作業リスト:
[1] 損益計算書の文章によると、損益計算書の英語表記は何か。
[2] 損益計算書の文章を、最後の文のあとから書き進めよ。

選んだ抜粋:

損益計算書とは経理に携わる担当者なら誰でも知っておくべき言葉です。しかし、ベテランといわれる人ですら、自己流の場合は正確に答えられないこともあるので、まず初めに損益計算書(P/L)の基礎知識について解説します。

損益計算書とは?

損益計算書は、会社の一定期間の収益と費用の損益計算をまとめた書類です。取引企業や銀行、官庁や税務署などがその会社の業績を調べる時に第一に求められる書類となります。この書類は、企業の経営成績を把握するために欠かせないものであり、以下の3要素で構成されています。

  • 収益:売上がいくらか
  • 費用:いくら使ったか
  • 利益:最終的に利益がいくらになったか

これらの要素を明確にすることで、自社が一定の期間内にどの事業でどれくらいの利益・損失が発生しているかを把握することができます。損益計算書の英語表記は「Profit and Loss Statement」であり、頭文字のProfit(利益)とLoss(損失)を取って「P/L」とも呼ばれます。

損益計算書と貸借対照表の違い

損益計算書と貸借対照表は、企業の財務情報を提供する重要な書類ですが、それぞれの目的や内容には以下のような違いがあります。

まず、対象期間と記載内容が異なります。損益計算書は一定期間(例えば1年間や四半期)の経営成績を明らかにするもので、利益や損失から会社の収益性や成長性を確認するものです。したがって冒頭に期間の表記をするようになっており、「自〇〇年〇月〇日 至〇〇年〇月〇日」といった表記があります。

貸借対照表は、特定時点の財務状況を明らかにするもので、資産・負債・純資産の3項目から会社の財務安定性や健全性を判断するためのものです。冒頭にその時点の期日の表記をするようになっており、「〇〇年〇月〇日現在」といった表記があります。

このように、損益計算書は期間中の経営成績を示し、貸借対照表はその時点での財務状況を示すという違いがあります。両者を合わせて分析することで、企業の全体的な財務状況をより正確に把握することができます。

損益計算書の主な記載項目

損益計算書は、「損」と「益」を計算して表すものです。企業の損益とは収益と費用のことですが、収益と費用は3段階に分けて考えます。それは次の通りです。

  • 営業損益:本業での経営成績
  • 経常損益:本業以外も含めた経営成績
  • 当期純損益:経常損益に臨時・巨額な特別損益や税金を加味した最終的な経営成績   

各段階で異なる項目が記載されており、これらを理解することで、企業の経営状況をより正確に把握することができます。

データ抜粋:
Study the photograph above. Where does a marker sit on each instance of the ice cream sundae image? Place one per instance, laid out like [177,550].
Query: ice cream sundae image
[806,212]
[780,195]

各作業の答え:
[1] Profit and Loss Statement

[2]
損益計算書サンプル

営業損益(本業での経営成績)

売上高

売上高とは、本来の営業活動で得られた収益で、損益計算書の最初に記載する数字です。この数字を見ることによって会社の規模が大体わかります。よく「年商〇〇億円」等という言い方をしますが、その数字になります。

売上原価

売上原価とは、売上を得るために直接かかった費用のことをいいます。考え方としては、この売上に対してどれだけの仕入れがあったのかということになります。
損益計算書の売上原価は当期の単純な仕入高ではなく、期首と期末に商品の在庫がどれくらい残っていたか(棚卸高といいます)を加味して計算がされます。
また製造業や建設業などものを作り出す企業では、材料費や労務費など、製品やサービスの提供に直接関連する費用を指します。

売上総利益

売上高から売上原価を差し引いた残りが売上総利益です。「粗利」(あらり)等という言い方をされることもあります。企業はまず売上総利益が高い割合であることを目指します。企業の収益力を示す重要な指標となります。

販売費及び一般管理費

販売費及び一般管理費は営業活動にかかる間接費用です。仕入れのように売上に直結はしないが、商品を販売し、企業活動を維持するためにどうしても必要となる広告宣伝費や人件費、管理費、減価償却費などが含まれます。これら経費の管理と削減が企業の利益を左右するポイントとなるため、決算の度に論点の一つになります。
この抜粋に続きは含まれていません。